TO BE DONE:
Find every line below that contains the word "black" and copy each of those lines in full.

SUPPLIED RECORDS:
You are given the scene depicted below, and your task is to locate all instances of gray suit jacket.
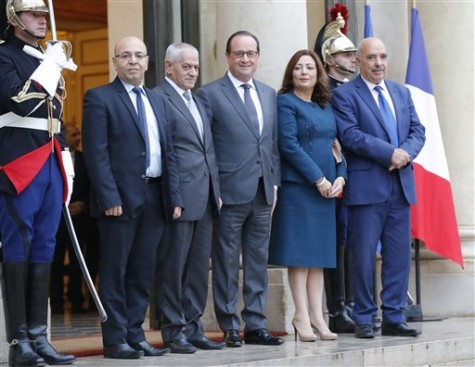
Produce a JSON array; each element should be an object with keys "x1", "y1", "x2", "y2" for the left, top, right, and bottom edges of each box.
[
  {"x1": 154, "y1": 80, "x2": 219, "y2": 221},
  {"x1": 197, "y1": 75, "x2": 280, "y2": 205}
]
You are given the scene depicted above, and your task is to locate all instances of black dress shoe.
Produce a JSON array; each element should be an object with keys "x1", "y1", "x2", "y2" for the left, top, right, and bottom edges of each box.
[
  {"x1": 355, "y1": 324, "x2": 374, "y2": 339},
  {"x1": 328, "y1": 308, "x2": 355, "y2": 334},
  {"x1": 381, "y1": 322, "x2": 421, "y2": 336},
  {"x1": 104, "y1": 344, "x2": 144, "y2": 359},
  {"x1": 130, "y1": 340, "x2": 170, "y2": 357},
  {"x1": 165, "y1": 339, "x2": 196, "y2": 354},
  {"x1": 190, "y1": 336, "x2": 226, "y2": 350},
  {"x1": 244, "y1": 329, "x2": 284, "y2": 345},
  {"x1": 36, "y1": 340, "x2": 76, "y2": 365},
  {"x1": 223, "y1": 329, "x2": 242, "y2": 348}
]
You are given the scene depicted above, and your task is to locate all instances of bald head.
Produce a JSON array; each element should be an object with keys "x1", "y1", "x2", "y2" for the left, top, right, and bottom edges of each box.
[{"x1": 356, "y1": 37, "x2": 388, "y2": 84}]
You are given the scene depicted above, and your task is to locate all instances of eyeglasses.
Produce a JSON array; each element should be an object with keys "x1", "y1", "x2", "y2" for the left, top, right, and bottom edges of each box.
[
  {"x1": 115, "y1": 52, "x2": 148, "y2": 61},
  {"x1": 230, "y1": 51, "x2": 259, "y2": 59}
]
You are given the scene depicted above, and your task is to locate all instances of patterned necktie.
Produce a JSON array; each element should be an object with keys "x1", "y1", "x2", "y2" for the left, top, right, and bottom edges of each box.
[
  {"x1": 374, "y1": 85, "x2": 399, "y2": 147},
  {"x1": 132, "y1": 87, "x2": 150, "y2": 168},
  {"x1": 241, "y1": 83, "x2": 260, "y2": 135},
  {"x1": 183, "y1": 90, "x2": 203, "y2": 141}
]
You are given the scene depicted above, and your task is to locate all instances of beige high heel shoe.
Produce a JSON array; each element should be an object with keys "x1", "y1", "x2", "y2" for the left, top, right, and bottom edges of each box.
[
  {"x1": 292, "y1": 319, "x2": 317, "y2": 342},
  {"x1": 311, "y1": 323, "x2": 338, "y2": 340}
]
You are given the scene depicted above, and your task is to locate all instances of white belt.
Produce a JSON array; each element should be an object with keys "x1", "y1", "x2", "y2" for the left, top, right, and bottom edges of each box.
[{"x1": 0, "y1": 112, "x2": 61, "y2": 134}]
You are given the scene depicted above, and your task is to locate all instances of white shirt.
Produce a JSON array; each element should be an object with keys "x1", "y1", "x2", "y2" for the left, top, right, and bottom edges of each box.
[
  {"x1": 361, "y1": 75, "x2": 396, "y2": 121},
  {"x1": 121, "y1": 80, "x2": 162, "y2": 177},
  {"x1": 227, "y1": 71, "x2": 264, "y2": 134}
]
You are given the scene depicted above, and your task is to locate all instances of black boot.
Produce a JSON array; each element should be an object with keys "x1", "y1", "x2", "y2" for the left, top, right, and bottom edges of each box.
[
  {"x1": 27, "y1": 264, "x2": 76, "y2": 365},
  {"x1": 2, "y1": 263, "x2": 46, "y2": 367}
]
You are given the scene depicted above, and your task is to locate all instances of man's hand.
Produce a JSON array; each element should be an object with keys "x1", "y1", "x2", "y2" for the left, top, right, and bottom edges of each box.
[
  {"x1": 173, "y1": 206, "x2": 181, "y2": 220},
  {"x1": 389, "y1": 148, "x2": 411, "y2": 171},
  {"x1": 61, "y1": 150, "x2": 74, "y2": 206},
  {"x1": 315, "y1": 177, "x2": 332, "y2": 198},
  {"x1": 328, "y1": 177, "x2": 345, "y2": 198},
  {"x1": 68, "y1": 200, "x2": 86, "y2": 216}
]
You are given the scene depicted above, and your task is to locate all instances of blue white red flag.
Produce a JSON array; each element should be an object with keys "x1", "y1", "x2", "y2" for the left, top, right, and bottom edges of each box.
[{"x1": 406, "y1": 8, "x2": 463, "y2": 267}]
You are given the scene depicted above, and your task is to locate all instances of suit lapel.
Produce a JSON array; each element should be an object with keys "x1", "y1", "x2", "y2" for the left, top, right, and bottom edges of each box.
[
  {"x1": 385, "y1": 81, "x2": 403, "y2": 141},
  {"x1": 114, "y1": 77, "x2": 145, "y2": 139},
  {"x1": 222, "y1": 75, "x2": 260, "y2": 139},
  {"x1": 144, "y1": 87, "x2": 167, "y2": 150}
]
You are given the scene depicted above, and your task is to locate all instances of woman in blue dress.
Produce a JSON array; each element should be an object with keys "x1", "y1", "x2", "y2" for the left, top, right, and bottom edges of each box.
[{"x1": 269, "y1": 50, "x2": 346, "y2": 341}]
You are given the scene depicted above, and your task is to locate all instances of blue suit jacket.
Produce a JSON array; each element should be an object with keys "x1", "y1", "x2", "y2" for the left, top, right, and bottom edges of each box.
[
  {"x1": 197, "y1": 75, "x2": 280, "y2": 205},
  {"x1": 332, "y1": 76, "x2": 425, "y2": 205},
  {"x1": 154, "y1": 80, "x2": 220, "y2": 221},
  {"x1": 82, "y1": 78, "x2": 183, "y2": 219}
]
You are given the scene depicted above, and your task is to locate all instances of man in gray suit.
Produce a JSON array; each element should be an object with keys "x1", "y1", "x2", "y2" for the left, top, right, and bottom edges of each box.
[
  {"x1": 198, "y1": 31, "x2": 284, "y2": 347},
  {"x1": 155, "y1": 43, "x2": 224, "y2": 353}
]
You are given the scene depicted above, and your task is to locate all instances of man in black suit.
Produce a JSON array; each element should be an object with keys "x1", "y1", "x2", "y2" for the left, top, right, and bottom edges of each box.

SOLUTION FOR THIS TASK:
You are given the scene depicted above, and your task is to locate all instances of black dress shoe.
You are given the scene depicted above, and your task is to locate all instances of black boot.
You are given the scene depicted above, and your task is to locate all instances of man in black suit.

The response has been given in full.